Trends in Technologies that Provide Visual Assistance for Blind People: 10 Takeaways for Users, Developers, and UX Professionals

Emma Sadjo
HCI & Design at UW
Published in
7 min readDec 7, 2021
This figure shows multiple screenshots of different log in, service instructions, the capturing of visual information, and home screens of different VAT mobile apps, including Envision (AI, Glasses), Seeing AI, Be My Eyes, Orcam Read, (Orcam) MyEye 2, and BeSpecular.

Since the early 2000s, the app-based visual assistance technology industry has gradually been on the rise, and we’ve seen a sharp increase since the mid 2010s. If you are new to the field, it can be difficult to gain a fundamental understanding of the wide range of visual assistance technologies (VATs) commercially available today. Whether you’re a VAT user, UX Professional, researcher, developer, or anyone who is looking to learn more about VATs, this is the resource for you.

What are VATs?

Visual assistance technologies (VATs) provide auditory descriptions of images and videos to answer blind people’s visual questions about their physical surroundings and visual media found online and in documents.

One of the first things to know about VATs is how they provide visual assistance, and whether this influences a person’s access to information presented visually. Some VATs are human-powered, meaning that the user directly interacts with a sighted volunteer or professional agent to learn about their surroundings or complete important tasks like cooking, shopping, fixing objects and more. Human-powered VAT applications enable the user to send the agent an image or video, ask questions about the content of the visual media, and in turn receive an interpretation and description. Examples of VATs that use human agents include Be My Eyes and BeSpecular.

Other VATs are AI-powered, meaning that they use artificial intelligence to analyze and identify the objects, text, scenes, and barcodes captured in images, then provide an auditory and/or braille caption. While these technologies do not yet provide opportunities to directly interact with an agent, for some users, they create a greater sense of independence and anonymity¹. Examples of AI-powered VATs include Supersense, TapTapSee, and AI Poly.

VAT Fact Finding

To provide this resource for you, we spent 60 hours scouring the web for VAT companies’ websites, reading blogs, following VAT companies’ twitter streams, and reading archived information about VAT companies’ growth and development using the WayBack Machine. In total, we found 17 VATs, developed by 20 companies (Link to Table).

This figure shows a list of the logos of the 20 products analyzed in this landscape analysis: Adobe Accessibility, Amazon Rekognition, AI Poly, Aira, Apple VoiceOver Recognition, Be My Eyes, BeSpecular, Envision AI, Envision Glasses, (Facebook) Automatic Alt Text, Google Lookout, KNFB Reader, LookTel Money Reader, LookTel Money Recognizer, OrCam MyEye, OrCam Read, Seeing AI, Sullivan+ , Supersense, and TapTapSee.

We gathered information on the technical design and company communications of each product; technical design information includes how visual information is captured, collected and processed, the types of visual media used, the intelligence type that powers the VAT (AI, human, or a hybrid). Company communications encompasses the information about their products companies communicate to users, taking the form of Mission Statement/Slogans, Keywords, Release Dates, and Use Metrics. For more information about our approach, read our short paper published and presented at the 23rd International ACM SIGACCESS Conference on Computers and Accessibility: “Landscape Analysis of Commercial Visual Assistance Technologies.”

→ Brief 1
In the rows, retype the stretch from the line containing "water class. Output a bounding box per detection." through the line containing "[193,230,352,264]", with both of those lines included.
The rows that follow have no connection to the article above.

→ Data provided
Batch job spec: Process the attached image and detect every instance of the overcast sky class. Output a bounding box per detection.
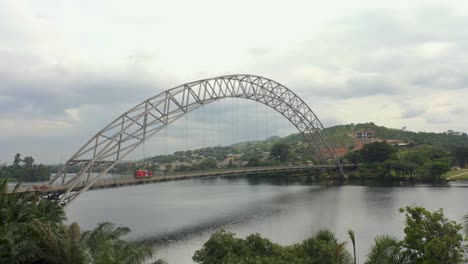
[0,0,468,163]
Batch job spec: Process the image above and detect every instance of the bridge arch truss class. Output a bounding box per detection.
[49,74,343,205]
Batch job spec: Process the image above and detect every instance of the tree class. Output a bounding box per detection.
[192,230,352,264]
[13,153,21,167]
[365,235,410,264]
[0,179,164,264]
[453,147,468,168]
[359,142,397,162]
[400,207,463,264]
[463,214,468,240]
[23,157,34,167]
[348,229,356,264]
[270,143,291,162]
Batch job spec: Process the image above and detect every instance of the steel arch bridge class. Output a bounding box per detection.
[49,74,344,204]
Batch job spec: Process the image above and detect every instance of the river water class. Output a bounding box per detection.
[66,176,468,264]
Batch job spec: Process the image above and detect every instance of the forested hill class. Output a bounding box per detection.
[327,123,468,149]
[236,123,468,149]
[147,123,468,166]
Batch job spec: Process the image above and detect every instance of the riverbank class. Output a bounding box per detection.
[442,169,468,181]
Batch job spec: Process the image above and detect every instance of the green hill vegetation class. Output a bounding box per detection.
[137,123,468,174]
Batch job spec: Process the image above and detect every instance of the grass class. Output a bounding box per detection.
[442,169,468,180]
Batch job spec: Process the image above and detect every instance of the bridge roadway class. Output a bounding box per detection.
[18,165,357,194]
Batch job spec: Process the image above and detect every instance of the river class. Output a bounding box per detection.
[66,176,468,264]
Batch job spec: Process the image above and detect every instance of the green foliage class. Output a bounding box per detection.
[0,153,50,182]
[463,214,468,240]
[365,235,409,264]
[359,142,397,163]
[346,142,453,182]
[453,147,468,168]
[0,179,164,264]
[400,207,463,264]
[348,229,356,264]
[193,230,352,264]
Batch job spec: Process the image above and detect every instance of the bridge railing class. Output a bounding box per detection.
[10,165,354,192]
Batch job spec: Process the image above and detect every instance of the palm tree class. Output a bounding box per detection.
[463,214,468,239]
[365,235,409,264]
[81,222,159,264]
[348,229,356,264]
[303,229,352,264]
[31,219,90,264]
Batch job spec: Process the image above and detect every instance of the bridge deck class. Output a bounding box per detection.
[11,165,357,194]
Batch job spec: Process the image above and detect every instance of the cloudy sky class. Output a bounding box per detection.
[0,0,468,163]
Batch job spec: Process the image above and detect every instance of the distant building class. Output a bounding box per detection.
[356,130,375,141]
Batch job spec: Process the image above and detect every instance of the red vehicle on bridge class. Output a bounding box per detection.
[133,170,153,179]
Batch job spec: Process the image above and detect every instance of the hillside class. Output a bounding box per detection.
[146,123,468,168]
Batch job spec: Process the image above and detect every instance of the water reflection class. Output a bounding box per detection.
[67,175,468,263]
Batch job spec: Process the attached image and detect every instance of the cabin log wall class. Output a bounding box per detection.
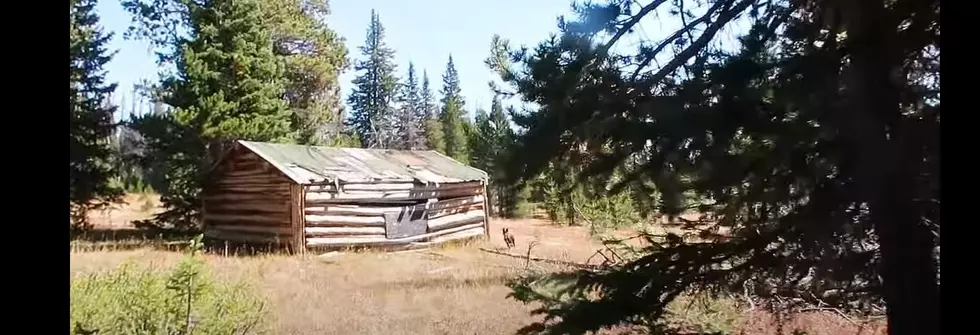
[202,148,294,245]
[304,181,487,248]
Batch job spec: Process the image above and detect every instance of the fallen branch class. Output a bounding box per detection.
[480,248,601,270]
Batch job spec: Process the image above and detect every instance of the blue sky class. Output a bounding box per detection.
[98,0,571,120]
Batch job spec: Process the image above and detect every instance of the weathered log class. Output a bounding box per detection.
[306,227,385,237]
[307,182,482,192]
[306,223,483,247]
[429,202,485,220]
[428,226,486,244]
[205,200,290,213]
[211,184,289,197]
[207,224,292,236]
[207,212,290,227]
[203,194,289,201]
[428,209,484,231]
[204,228,289,244]
[306,188,482,205]
[429,195,484,210]
[289,184,306,253]
[306,205,403,216]
[306,214,385,227]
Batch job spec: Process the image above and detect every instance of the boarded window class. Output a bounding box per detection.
[384,204,429,239]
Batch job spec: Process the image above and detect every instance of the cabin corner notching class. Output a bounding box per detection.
[204,141,488,250]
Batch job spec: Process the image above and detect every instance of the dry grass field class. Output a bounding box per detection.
[70,196,884,335]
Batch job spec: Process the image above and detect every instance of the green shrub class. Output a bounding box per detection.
[69,238,267,335]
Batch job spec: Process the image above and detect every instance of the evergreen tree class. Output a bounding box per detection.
[439,55,469,164]
[469,96,520,217]
[395,62,425,150]
[418,71,446,154]
[68,0,121,226]
[124,0,293,227]
[259,0,349,144]
[348,10,398,148]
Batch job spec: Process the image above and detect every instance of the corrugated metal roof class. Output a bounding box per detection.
[238,141,488,184]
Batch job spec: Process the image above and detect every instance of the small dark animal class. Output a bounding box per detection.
[503,228,517,249]
[75,322,99,335]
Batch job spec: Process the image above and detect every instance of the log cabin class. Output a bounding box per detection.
[202,141,489,252]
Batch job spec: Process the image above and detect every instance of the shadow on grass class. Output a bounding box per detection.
[378,274,516,290]
[68,228,195,252]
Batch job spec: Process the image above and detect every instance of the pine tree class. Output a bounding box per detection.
[439,55,469,163]
[68,0,121,230]
[259,0,349,144]
[124,0,294,227]
[348,10,398,148]
[469,96,520,216]
[418,71,446,154]
[393,62,425,150]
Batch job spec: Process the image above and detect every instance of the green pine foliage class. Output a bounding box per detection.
[68,0,121,231]
[494,0,941,334]
[347,10,398,148]
[439,56,469,164]
[124,0,295,227]
[419,71,446,154]
[68,236,270,335]
[392,62,425,150]
[259,0,349,144]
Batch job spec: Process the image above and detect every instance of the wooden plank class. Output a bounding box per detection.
[208,224,293,236]
[306,205,403,216]
[306,189,483,204]
[204,229,288,244]
[306,223,483,247]
[207,211,290,227]
[384,205,428,239]
[429,210,486,231]
[305,227,385,236]
[205,200,289,213]
[305,214,385,227]
[289,184,306,254]
[483,183,490,241]
[203,193,289,201]
[429,203,486,220]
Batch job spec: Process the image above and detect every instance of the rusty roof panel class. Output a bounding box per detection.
[238,141,488,184]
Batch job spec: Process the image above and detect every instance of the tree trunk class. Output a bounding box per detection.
[841,0,941,335]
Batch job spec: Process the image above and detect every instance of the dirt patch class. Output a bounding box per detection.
[88,193,162,229]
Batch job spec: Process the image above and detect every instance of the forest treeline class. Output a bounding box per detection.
[71,0,649,232]
[70,0,941,334]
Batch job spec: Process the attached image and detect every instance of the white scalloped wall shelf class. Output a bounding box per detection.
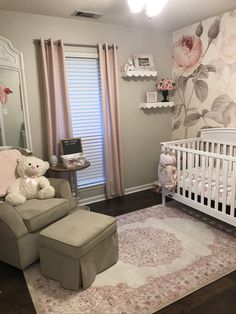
[139,101,174,109]
[122,70,157,77]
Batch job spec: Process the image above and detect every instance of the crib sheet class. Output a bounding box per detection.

→ Brief 2
According to the article on visual assistance technologies, how many hours did the authors spend searching the web for information on VAT companies?

→ Final answer 1
Batch job spec: Process the image above and detect every instance of the river water class. Output a bounding box per detection.
[66,176,468,264]
Batch job spec: Process the image above and detect every instance of the forested hill class. Output a bounding box per detection.
[327,123,468,149]
[236,123,468,149]
[147,123,468,166]
Batch job spec: Process the image above and detect every instance of the riverbank class. Output a bounding box per detection.
[442,169,468,181]
Batch job spec: Process the image above and detect every instance of the green hill vegetation class. Output a bounding box per detection.
[137,123,468,174]
Batch job spec: Process the image above and detect every instance of the grass class. Output a bounding box per detection.
[442,169,468,180]
Batch job spec: Process the image above and detect every instance of the bridge roadway class. Output a bounding box per detection.
[18,165,357,194]
Batch job spec: Process the image above and detect every instance of the river class. Output a bounding box per detection.
[66,176,468,264]
Batch job spec: Process the image above and detect every instance of the green foliage class. Output a bounding box per detection.
[0,153,50,182]
[463,214,468,240]
[365,235,409,264]
[359,142,397,163]
[346,142,453,182]
[453,147,468,168]
[0,179,164,264]
[400,207,463,264]
[348,229,356,264]
[193,230,352,264]

→ Final answer 2
60 hours.